Records for this exercise:
········

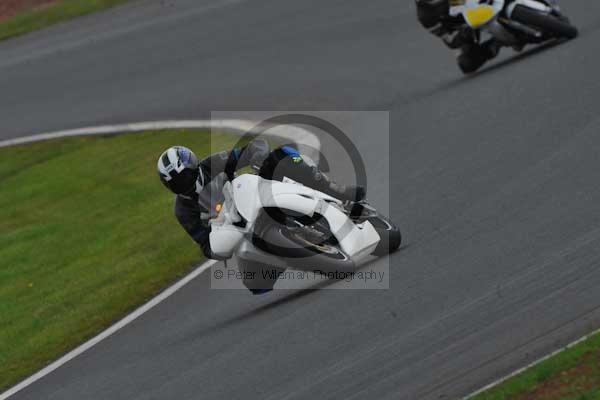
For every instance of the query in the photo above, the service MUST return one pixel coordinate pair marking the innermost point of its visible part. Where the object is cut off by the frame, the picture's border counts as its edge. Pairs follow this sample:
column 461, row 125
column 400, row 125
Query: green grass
column 87, row 233
column 573, row 374
column 62, row 10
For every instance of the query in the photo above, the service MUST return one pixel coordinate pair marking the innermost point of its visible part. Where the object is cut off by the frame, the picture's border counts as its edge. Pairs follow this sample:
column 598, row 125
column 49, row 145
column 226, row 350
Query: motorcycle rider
column 189, row 178
column 434, row 16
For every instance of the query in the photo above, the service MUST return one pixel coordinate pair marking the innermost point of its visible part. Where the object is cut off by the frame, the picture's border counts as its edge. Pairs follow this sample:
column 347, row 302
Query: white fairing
column 252, row 193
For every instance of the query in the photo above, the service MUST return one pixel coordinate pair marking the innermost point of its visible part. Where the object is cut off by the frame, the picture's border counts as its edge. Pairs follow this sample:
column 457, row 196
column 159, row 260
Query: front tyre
column 549, row 24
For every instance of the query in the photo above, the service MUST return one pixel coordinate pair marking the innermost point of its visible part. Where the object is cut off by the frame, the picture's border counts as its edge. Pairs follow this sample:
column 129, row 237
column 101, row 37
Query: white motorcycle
column 273, row 224
column 514, row 22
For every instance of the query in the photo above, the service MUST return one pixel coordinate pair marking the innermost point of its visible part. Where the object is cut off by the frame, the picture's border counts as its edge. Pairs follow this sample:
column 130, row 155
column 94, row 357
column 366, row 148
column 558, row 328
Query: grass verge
column 87, row 233
column 573, row 374
column 61, row 10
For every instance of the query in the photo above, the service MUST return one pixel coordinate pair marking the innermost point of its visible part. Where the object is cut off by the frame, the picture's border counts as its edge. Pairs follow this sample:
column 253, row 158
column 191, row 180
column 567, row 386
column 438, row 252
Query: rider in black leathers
column 181, row 172
column 434, row 16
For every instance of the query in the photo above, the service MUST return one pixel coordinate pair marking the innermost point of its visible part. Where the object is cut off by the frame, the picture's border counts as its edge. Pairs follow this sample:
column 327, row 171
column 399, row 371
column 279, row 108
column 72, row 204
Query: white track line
column 530, row 365
column 114, row 328
column 292, row 133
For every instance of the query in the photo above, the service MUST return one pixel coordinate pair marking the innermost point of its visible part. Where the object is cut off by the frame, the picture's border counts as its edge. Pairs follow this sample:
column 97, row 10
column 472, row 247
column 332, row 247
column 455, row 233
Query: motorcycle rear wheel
column 549, row 24
column 390, row 235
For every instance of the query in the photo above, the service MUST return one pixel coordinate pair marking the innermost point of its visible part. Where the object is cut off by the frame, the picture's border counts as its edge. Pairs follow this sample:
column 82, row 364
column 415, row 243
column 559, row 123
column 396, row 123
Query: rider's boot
column 323, row 183
column 473, row 55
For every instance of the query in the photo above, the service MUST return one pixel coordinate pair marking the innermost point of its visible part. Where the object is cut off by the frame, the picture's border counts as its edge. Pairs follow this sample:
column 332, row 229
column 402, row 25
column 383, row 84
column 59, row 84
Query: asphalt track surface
column 494, row 181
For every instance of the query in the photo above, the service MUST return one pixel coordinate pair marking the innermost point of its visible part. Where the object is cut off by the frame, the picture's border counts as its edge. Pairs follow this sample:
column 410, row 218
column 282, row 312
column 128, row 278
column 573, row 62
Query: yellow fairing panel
column 479, row 16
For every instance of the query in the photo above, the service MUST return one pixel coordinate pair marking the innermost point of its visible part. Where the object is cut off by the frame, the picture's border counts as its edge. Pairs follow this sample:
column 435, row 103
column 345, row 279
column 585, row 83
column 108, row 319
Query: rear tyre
column 551, row 25
column 390, row 236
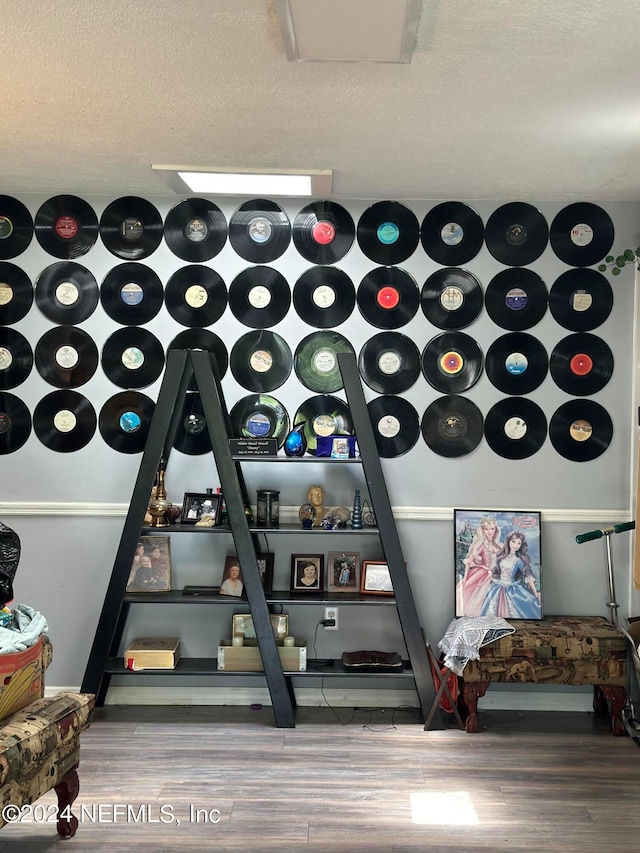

········

Exercise task: Copy out every row above word for word, leaving out the pictures.

Task result:
For every instance of the query in the photo above, the service MUST return one pixel coordinate pair marking the innermost point of its visible part. Where the object is cut off by the frame, the picture's border counts as its edge. Pairs follow this sample:
column 461, row 125
column 400, row 125
Query: green grass
column 87, row 233
column 573, row 374
column 62, row 10
For every instance of the query in the photo above, the service MUST return one pixel coordinate pair marking the innermost point of its visible part. Where the object is cut off by the frame, the picture's border counts as its edge. Pairs follow this sample:
column 598, row 125
column 49, row 145
column 226, row 350
Query: motorcycle rider
column 189, row 178
column 434, row 16
For every instance of the query in the photo above, the service MUST return one pixel coordinate pair marking the innermost point of its visible part. Where the object is cut off by the frame, the picture's border counts as its edge. Pairs follow this sample:
column 347, row 302
Query: white fairing
column 252, row 193
For every instance of the query in the photo above, the service MUST return one pixel coordinate pair marking the innermost point of its visible part. Where the object is cut off by the frame, the picture's border counts as its edge. Pairs follow this sample:
column 457, row 196
column 159, row 260
Query: front tyre
column 549, row 24
For every instance of the query in the photo above, the service MUST return one pixel coordinate pair marking the innermost point of its visible part. Where the object is cut off by the frame, the picture's border counts as its edge. Pairs follow this sample:
column 129, row 237
column 101, row 37
Query: white motorcycle
column 273, row 224
column 514, row 22
For every instance of the query in the photo above, the service MUST return one pixel coordinate pair marking the innermost point of its visible part. Where the object is cut off by the frame, the picture's border counts as its edge. Pairs follow this sample:
column 130, row 155
column 94, row 357
column 366, row 148
column 558, row 328
Query: grass verge
column 87, row 233
column 573, row 374
column 61, row 10
For every instance of the query in the photo above, the service MUST return one pixel coordinate pair marking the innermost point of its visible part. Where the object is cut off by the frame, the picture's border counts as its edge. Pairs follow this sample:
column 253, row 158
column 191, row 180
column 567, row 386
column 438, row 252
Query: rider in black leathers
column 181, row 172
column 434, row 16
For every instance of the query in the photo above, the service MUST return one pixel coordinate pair marking the innermost point of its visible part. Where the object is cut off by the frame, the picture's border counts as its edge. Pairs follow this sample:
column 327, row 171
column 399, row 371
column 279, row 108
column 72, row 204
Query: white track line
column 530, row 365
column 114, row 328
column 292, row 133
For every instance of the query in the photo above, the service MUST return one pixel coordinate pair marking the innermost point of its visible part. Where the object is cut off by the frame, the picture's border counts as its edge. Pairs follow this sample:
column 97, row 10
column 472, row 247
column 332, row 247
column 455, row 233
Query: motorcycle rear wheel
column 549, row 24
column 390, row 235
For every instance of the query in the photo above, the service MUST return one pixel coordinate pair marking the innermost point of its visible part. Where the object is cut off by the frame, the picture's border counts as its edge. Pairs follow this sample:
column 82, row 364
column 415, row 243
column 559, row 123
column 396, row 123
Query: rider's boot
column 323, row 183
column 473, row 55
For every instance of the query in the photo above, the service MUST return one pixel coordinate pair marking the innermost point of its visible part. Where the object is cut off by the frame, the picture's border counts as its edge. Pairs follow this sample:
column 332, row 229
column 402, row 25
column 383, row 84
column 59, row 84
Query: asphalt track surface
column 494, row 181
For every instance of the query in the photo above, the service MUST return one pixel coordinate pair marking the innermost point of its visible part. Where the object is cut off by the frame, the picture's border counts as its edge. Pairs follow this sample:
column 410, row 218
column 282, row 312
column 128, row 278
column 573, row 62
Query: yellow fairing panel
column 479, row 16
For every instance of the query in the photo above, the service MUST return one pixel coordinate pair marking the innermost point of its visible part. Where the object is cut off by the frame, the picture's border counts as its edge. Pairs follow this sample:
column 435, row 103
column 345, row 279
column 585, row 83
column 108, row 319
Query: rear tyre
column 551, row 25
column 390, row 236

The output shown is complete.